**Material for the task:**
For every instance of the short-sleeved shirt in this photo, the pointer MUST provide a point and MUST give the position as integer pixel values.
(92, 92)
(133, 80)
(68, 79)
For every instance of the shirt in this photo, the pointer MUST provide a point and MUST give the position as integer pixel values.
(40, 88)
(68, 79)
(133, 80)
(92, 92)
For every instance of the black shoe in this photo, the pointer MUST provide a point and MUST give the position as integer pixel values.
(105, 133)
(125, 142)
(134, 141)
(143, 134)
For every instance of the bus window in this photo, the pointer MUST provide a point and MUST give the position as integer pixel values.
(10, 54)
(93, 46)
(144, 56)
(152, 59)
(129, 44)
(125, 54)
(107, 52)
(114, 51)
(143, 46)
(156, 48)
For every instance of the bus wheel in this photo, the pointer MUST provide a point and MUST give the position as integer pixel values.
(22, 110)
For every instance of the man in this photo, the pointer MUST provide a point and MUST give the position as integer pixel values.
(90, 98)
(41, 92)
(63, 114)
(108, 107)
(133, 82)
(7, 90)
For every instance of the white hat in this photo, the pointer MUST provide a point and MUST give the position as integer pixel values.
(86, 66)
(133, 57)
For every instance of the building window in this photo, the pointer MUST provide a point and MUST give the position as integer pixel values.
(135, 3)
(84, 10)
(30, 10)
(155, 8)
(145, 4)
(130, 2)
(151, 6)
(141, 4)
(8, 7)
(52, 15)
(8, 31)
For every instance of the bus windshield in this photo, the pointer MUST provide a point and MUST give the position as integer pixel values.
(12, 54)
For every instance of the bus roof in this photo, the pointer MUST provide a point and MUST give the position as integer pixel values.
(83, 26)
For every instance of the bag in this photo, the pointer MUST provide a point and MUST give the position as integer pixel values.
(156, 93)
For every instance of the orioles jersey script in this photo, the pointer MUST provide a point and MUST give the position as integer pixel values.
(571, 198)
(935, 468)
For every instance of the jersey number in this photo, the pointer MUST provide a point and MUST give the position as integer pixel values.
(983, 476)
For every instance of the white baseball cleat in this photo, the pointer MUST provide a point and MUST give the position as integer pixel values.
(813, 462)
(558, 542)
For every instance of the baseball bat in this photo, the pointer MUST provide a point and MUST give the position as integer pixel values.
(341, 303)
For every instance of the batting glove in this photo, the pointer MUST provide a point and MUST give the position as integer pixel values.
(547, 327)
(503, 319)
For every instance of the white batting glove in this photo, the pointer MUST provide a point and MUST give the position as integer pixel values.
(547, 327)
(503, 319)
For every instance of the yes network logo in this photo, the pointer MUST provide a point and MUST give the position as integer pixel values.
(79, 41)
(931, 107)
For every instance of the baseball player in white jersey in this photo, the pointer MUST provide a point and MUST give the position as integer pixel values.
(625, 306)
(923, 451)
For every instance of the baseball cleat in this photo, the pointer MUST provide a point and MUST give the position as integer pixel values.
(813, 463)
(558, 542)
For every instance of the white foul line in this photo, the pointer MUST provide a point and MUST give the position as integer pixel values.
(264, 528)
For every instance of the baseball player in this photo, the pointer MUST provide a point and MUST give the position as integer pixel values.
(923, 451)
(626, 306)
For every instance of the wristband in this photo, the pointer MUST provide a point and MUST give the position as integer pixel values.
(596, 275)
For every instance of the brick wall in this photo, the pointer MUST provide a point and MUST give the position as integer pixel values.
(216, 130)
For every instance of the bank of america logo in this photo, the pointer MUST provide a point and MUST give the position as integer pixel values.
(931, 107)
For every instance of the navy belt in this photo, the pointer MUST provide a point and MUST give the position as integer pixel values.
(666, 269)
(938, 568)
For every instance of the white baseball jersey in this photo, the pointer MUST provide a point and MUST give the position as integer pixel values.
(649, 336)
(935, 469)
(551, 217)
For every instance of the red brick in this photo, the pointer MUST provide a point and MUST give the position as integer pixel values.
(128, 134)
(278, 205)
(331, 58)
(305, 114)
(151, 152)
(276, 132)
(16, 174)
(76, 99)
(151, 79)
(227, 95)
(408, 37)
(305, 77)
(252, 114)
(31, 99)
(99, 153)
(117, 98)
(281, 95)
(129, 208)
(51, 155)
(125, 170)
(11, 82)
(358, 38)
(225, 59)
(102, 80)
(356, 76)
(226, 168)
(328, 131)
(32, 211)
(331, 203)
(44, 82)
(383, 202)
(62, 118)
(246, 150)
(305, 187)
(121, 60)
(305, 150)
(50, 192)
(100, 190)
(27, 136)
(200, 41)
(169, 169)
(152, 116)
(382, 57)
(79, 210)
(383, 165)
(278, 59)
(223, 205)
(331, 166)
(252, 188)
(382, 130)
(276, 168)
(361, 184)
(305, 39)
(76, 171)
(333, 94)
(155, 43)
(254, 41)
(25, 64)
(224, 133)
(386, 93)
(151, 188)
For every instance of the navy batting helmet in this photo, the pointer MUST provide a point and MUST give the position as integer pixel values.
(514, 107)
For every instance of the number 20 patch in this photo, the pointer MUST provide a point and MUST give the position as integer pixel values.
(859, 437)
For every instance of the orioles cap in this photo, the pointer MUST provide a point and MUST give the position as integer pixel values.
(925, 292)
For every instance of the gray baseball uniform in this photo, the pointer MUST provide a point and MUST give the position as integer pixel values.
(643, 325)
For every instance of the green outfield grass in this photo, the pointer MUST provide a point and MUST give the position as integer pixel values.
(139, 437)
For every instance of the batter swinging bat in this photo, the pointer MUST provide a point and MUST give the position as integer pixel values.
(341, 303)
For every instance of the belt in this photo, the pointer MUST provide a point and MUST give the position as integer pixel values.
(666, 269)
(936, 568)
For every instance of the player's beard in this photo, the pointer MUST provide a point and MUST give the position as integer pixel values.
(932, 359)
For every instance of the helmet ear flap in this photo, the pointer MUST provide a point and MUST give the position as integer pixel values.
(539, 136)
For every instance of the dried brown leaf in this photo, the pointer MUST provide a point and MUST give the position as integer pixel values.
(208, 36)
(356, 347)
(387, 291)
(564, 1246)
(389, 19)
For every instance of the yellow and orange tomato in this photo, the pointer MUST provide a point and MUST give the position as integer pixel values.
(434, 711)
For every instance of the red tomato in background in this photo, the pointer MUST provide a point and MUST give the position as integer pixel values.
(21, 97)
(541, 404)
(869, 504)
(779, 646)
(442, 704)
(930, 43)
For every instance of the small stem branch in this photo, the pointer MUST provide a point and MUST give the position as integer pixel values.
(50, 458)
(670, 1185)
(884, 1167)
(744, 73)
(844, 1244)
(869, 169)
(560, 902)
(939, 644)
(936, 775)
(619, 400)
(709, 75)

**Your objective:**
Your answer must be the line containing "For every instance of the small" and each line after it in the listing above, copied exactly.

**Task output:**
For every instance of the small stem branch in this photo, the pointer MUST provide a point and MUST give the position as integer pixel values.
(50, 458)
(670, 1185)
(884, 1167)
(744, 73)
(844, 1244)
(869, 169)
(560, 902)
(939, 644)
(936, 775)
(619, 400)
(709, 75)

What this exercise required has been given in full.